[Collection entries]
= = = = = = =
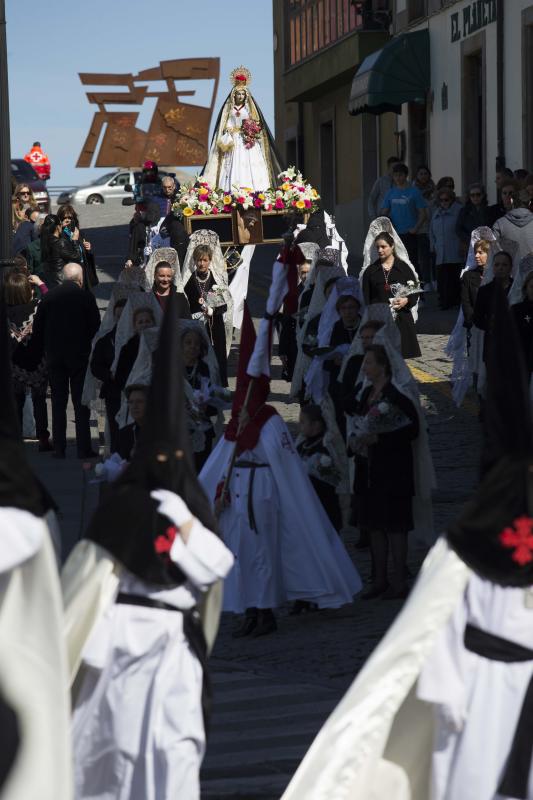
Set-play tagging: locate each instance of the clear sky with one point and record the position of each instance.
(49, 43)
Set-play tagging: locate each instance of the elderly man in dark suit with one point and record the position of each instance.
(65, 324)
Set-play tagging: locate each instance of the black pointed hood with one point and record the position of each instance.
(18, 486)
(494, 533)
(127, 523)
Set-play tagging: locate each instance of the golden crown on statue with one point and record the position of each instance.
(240, 77)
(204, 236)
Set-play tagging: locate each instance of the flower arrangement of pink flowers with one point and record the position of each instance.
(250, 132)
(292, 194)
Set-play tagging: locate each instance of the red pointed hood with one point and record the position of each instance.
(258, 411)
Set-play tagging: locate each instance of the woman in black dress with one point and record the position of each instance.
(523, 316)
(208, 306)
(384, 483)
(201, 416)
(377, 281)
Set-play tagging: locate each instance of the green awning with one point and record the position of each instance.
(399, 73)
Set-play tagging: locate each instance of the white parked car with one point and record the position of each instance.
(105, 189)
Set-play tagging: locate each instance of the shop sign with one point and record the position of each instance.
(472, 18)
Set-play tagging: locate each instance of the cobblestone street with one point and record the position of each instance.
(273, 693)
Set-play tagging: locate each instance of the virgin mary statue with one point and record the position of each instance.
(242, 151)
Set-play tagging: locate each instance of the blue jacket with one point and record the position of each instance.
(442, 236)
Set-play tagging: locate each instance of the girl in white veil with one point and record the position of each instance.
(210, 294)
(325, 270)
(378, 287)
(467, 356)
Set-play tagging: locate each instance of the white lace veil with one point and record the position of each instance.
(525, 266)
(424, 471)
(163, 254)
(316, 304)
(91, 386)
(125, 326)
(370, 253)
(218, 270)
(464, 363)
(377, 311)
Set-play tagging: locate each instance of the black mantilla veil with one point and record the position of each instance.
(494, 533)
(127, 522)
(19, 488)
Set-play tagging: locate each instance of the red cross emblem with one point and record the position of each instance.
(163, 544)
(520, 538)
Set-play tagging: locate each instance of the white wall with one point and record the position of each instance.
(513, 83)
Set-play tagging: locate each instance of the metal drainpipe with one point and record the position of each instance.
(5, 147)
(500, 87)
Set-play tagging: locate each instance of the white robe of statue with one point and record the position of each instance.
(241, 166)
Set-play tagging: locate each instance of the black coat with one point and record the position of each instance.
(66, 321)
(349, 381)
(470, 283)
(214, 325)
(61, 251)
(523, 316)
(126, 360)
(374, 292)
(325, 491)
(483, 317)
(389, 467)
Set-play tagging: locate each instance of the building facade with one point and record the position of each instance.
(318, 46)
(479, 106)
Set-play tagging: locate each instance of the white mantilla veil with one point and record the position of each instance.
(315, 379)
(370, 254)
(91, 385)
(525, 266)
(381, 313)
(125, 328)
(424, 472)
(218, 270)
(465, 363)
(316, 304)
(163, 254)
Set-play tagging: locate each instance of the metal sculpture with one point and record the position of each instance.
(178, 131)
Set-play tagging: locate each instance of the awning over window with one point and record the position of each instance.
(399, 73)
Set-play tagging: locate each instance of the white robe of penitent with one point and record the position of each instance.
(138, 730)
(33, 663)
(294, 553)
(426, 719)
(242, 166)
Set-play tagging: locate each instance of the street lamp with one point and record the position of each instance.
(5, 146)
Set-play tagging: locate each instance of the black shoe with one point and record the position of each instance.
(248, 624)
(88, 455)
(374, 591)
(266, 623)
(302, 607)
= = = = = = =
■ Exercise goal
Each entry should come back exactly as written, with its pictures omitted.

■ Solved problem
Set-play tagging: locate each instance of the clear sky with one point and record the position of each instance.
(49, 43)
Set-play tagging: locate each instance of the elderly man in dark suit with one point and record the position of each instance.
(65, 324)
Set-play tagging: locate each instance of the black pointed hood with one point and record the position of each instance.
(18, 486)
(494, 533)
(127, 523)
Set-play tagging: locate each instance of the golden crown on statue with one point and record the position of each instance.
(240, 77)
(204, 236)
Set-play tagging: locate each instance of the flower arrangement of pink flowers with one point and record the position of each instance.
(250, 132)
(292, 194)
Set-play tagging: locate each instance of the red pointed hood with one point and record the position of each instance.
(258, 411)
Set-play tagging: locate each instance of the woman in black dress with one point and record the position of each instance.
(523, 316)
(208, 306)
(384, 483)
(201, 416)
(377, 281)
Set-play tagging: locate each instance of the green awning with one point and record the position of each instance.
(399, 73)
Set-play tagging: locate each instance of the white parked car with one point and record the position of each instance.
(105, 189)
Set-play tagging: locate each instance of the shop sign with one point and record the position of each instance.
(472, 18)
Set-play tagging: locate each instance of the cobblestone street with one point and record the position of each instance.
(273, 693)
Set-play tagging: locate each instance of the virgin mary statue with one point and record the position of each instance.
(242, 151)
Set-play tagging: locate each instance of the blue jacket with one point and record the position of each instance.
(442, 236)
Set-play tagging: locate each instance of the girl in white veil with one point and record the position of each instance.
(210, 294)
(325, 270)
(378, 287)
(467, 356)
Set-play tagging: locate each instance of the white lace veil with one point and record the position of each instance.
(525, 266)
(424, 471)
(163, 254)
(316, 304)
(91, 386)
(125, 326)
(370, 253)
(218, 270)
(464, 363)
(377, 311)
Set-play tagging: locate each instance of the black mantilla veil with one point and record the position of each instance.
(494, 533)
(127, 522)
(19, 488)
Set-play tagging: locate each instance of the red cross emblem with one point and record the position of each instance.
(163, 544)
(520, 538)
Set-play tagging: locate each instance of the white wall with one point and record the position of each instance.
(513, 83)
Set-play tagging: locate each instance of the metal drainpipe with one point and record the position of each instance.
(5, 147)
(500, 87)
Set-play tagging: locate each instance of the white robe of statue with one point and record the position of each instance.
(241, 166)
Set-play tagging: locate each instance of the black coat with one point and record the position of each instance.
(66, 321)
(349, 381)
(470, 283)
(214, 325)
(61, 251)
(523, 316)
(126, 360)
(374, 292)
(325, 491)
(483, 317)
(389, 467)
Set-play tagging: locate each instance of the building facade with one point and record the position of each instance.
(318, 46)
(479, 106)
Set-play tagging: locate each instance of the white mantilla veil with one point and record the position of each instance.
(315, 379)
(370, 254)
(91, 385)
(525, 266)
(381, 313)
(125, 328)
(424, 472)
(218, 270)
(465, 363)
(316, 304)
(163, 254)
Set-play tagging: locate each instance of the metal sculpture with one point and record the position of each instance.
(178, 131)
Set-play tagging: locate each instance of the awning over window with one point and record the position of each instance.
(399, 73)
Set-play tagging: locate each instance of the white robe of penitent with one point and record the position of each instance.
(138, 730)
(33, 663)
(294, 553)
(426, 719)
(242, 166)
Set-play tagging: locate each instance of the street lamp with one point and record the position of each instance.
(5, 146)
Set-play tagging: locate each instance of the black shoe with one point and record the position of each instance.
(248, 624)
(88, 455)
(374, 591)
(266, 623)
(302, 607)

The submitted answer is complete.